§ Texto citado:
■ ■ ■ ■ ■ ■ ■
Eu também já fui anestesiada pelos vídeos e livros sobre manifestação. Eu também já assisti gurus como quem enxerga uma luz no fim do túnel. Eu também já me comparei com as influencers que ensinam sobre manifestação enquanto fazem suas compras com o dinheiro de seus pais.
E que época boa, simples. Em que tudo parece possível.
Em 2021 eu coloquei algumas teorias à prova e realmente manifestei algumas coisas: um apartamento, um relacionamento, um emprego muito bom.
O mundo inteiro estava ao meu alcance e eu comprovava essa ideia quase diariamente. Eu dizia “você só precisa reprogramar suas crenças e o mundo vai espelhar as crenças positivas de volta pra você!”
E era verdade. Era tudo verdade.
Até que, no final de 2022, algo horrível aconteceu. Uma morte. E logo em seguida, no mesmo mês, outra morte. Perdi duas pessoas amadas num intervalo de três semanas. Tudo o que eu tinha aprendido foi colocado à prova da maneira mais intensa possível.
Onde estava o reflexo daqueles pensamentos positivos? Parecia que meu espelho tinha quebrado e aberto uma fenda para uma realidade que eu não queria enxergar.
Velórios, culpa, raiva, medo do futuro.
Todas aquelas teorias lindas sobre manifestação pareciam ter se dissolvido no líquido espesso e sujo da “vida real”. E na tentativa de me agarrar nos poucos fiapos de esperança que boiavam, percebi que pensar positivo e reprogramar crenças nunca foi suficiente.
Era preciso crescer.
Desde então venho aprendendo que a manifestação não é simplesmente um processo de criação, mas de transformação.
Nós não criamos a realidade. Dá pra dizer que podemos criar experiências dentro de uma realidade que já existe, mas hoje acredito na manifestação como algo ainda mais alquímico do que isso: a natureza não cria nada partindo do zero absoluto — e nem nós.
Esse aprendizado me levou a “instalar” vários filtros para consumir conteúdos sobre manifestação, e mais filtros ainda na hora de falar sobre ela.
■ ■ ■ ■ ■ ■ ■
§ Dados fornecidos:
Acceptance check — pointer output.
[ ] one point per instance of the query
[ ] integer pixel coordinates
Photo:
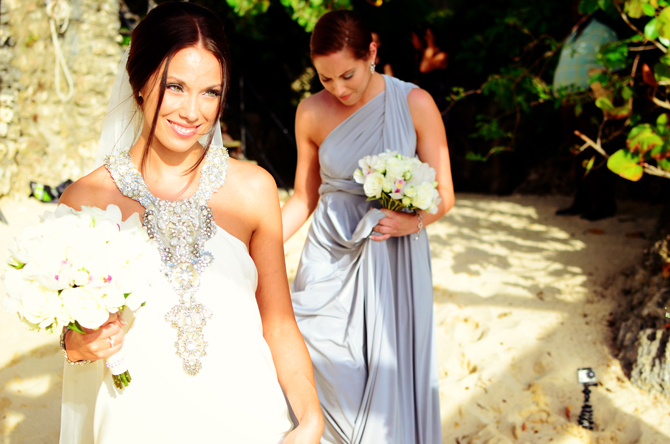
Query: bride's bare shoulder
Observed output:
(248, 188)
(96, 189)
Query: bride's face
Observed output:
(190, 101)
(344, 76)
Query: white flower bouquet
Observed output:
(400, 183)
(77, 267)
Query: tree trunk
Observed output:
(641, 328)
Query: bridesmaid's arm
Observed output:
(289, 353)
(432, 148)
(307, 178)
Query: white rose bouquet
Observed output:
(77, 267)
(400, 183)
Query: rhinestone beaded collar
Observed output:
(181, 229)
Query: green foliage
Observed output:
(305, 12)
(519, 87)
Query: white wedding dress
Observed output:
(234, 397)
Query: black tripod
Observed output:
(586, 415)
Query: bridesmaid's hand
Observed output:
(395, 224)
(96, 344)
(307, 433)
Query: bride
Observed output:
(218, 224)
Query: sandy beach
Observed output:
(522, 300)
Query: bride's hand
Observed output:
(395, 224)
(305, 434)
(96, 344)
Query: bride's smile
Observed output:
(190, 101)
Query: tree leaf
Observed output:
(588, 7)
(662, 73)
(663, 24)
(626, 92)
(604, 104)
(649, 10)
(642, 138)
(626, 164)
(589, 165)
(634, 8)
(650, 30)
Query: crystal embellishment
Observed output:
(180, 229)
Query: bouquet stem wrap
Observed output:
(77, 267)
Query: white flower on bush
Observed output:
(373, 185)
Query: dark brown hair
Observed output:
(167, 29)
(339, 30)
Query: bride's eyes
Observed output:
(174, 87)
(213, 93)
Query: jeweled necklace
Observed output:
(180, 229)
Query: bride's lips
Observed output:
(183, 130)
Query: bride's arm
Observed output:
(307, 179)
(431, 146)
(290, 355)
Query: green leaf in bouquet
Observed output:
(642, 138)
(74, 326)
(626, 164)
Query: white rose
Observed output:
(358, 176)
(39, 305)
(86, 306)
(387, 185)
(373, 185)
(398, 189)
(81, 278)
(394, 167)
(18, 255)
(424, 196)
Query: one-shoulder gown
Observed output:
(235, 398)
(365, 308)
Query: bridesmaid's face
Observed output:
(344, 76)
(190, 100)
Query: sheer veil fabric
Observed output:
(123, 121)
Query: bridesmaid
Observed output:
(365, 308)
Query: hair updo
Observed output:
(339, 30)
(167, 29)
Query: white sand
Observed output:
(521, 301)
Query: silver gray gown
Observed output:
(365, 308)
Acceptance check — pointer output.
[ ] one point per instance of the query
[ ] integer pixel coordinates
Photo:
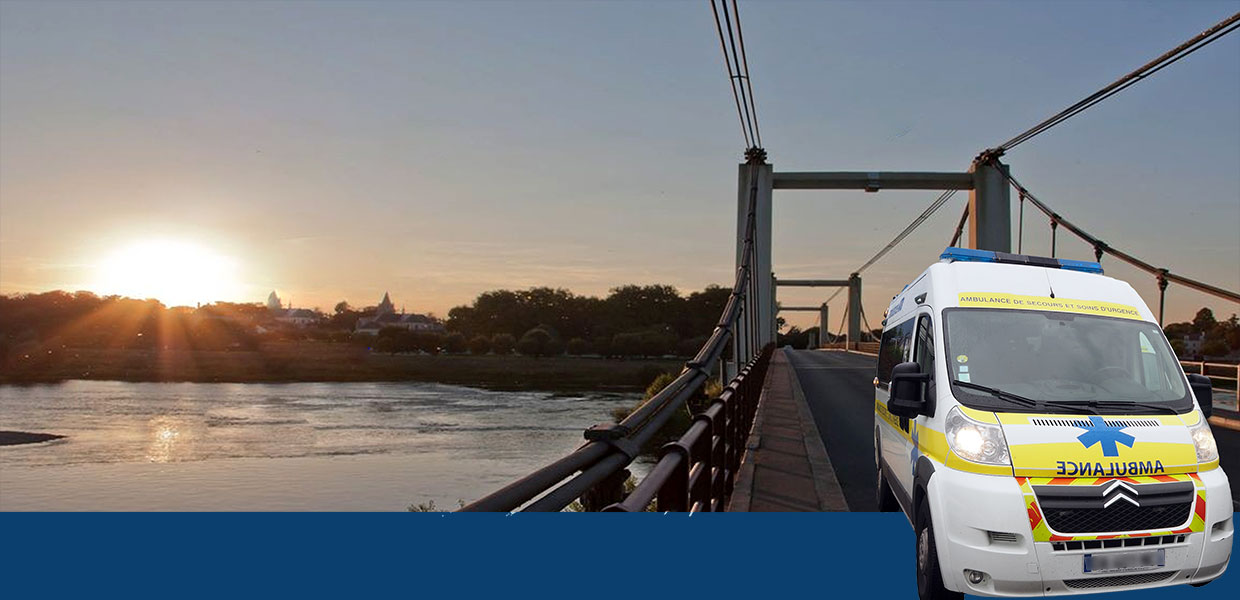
■ ■ ■ ■ ■ ■ ■
§ O que se espera: Transcreva sem alterações o trecho do texto sobre manifestação que começa em "Eu também já fui" e segue até "tudo parece possível.".

§ Resultado final:
Eu também já fui anestesiada pelos vídeos e livros sobre manifestação. Eu também já assisti gurus como quem enxerga uma luz no fim do túnel. Eu também já me comparei com as influencers que ensinam sobre manifestação enquanto fazem suas compras com o dinheiro de seus pais.
E que época boa, simples. Em que tudo parece possível.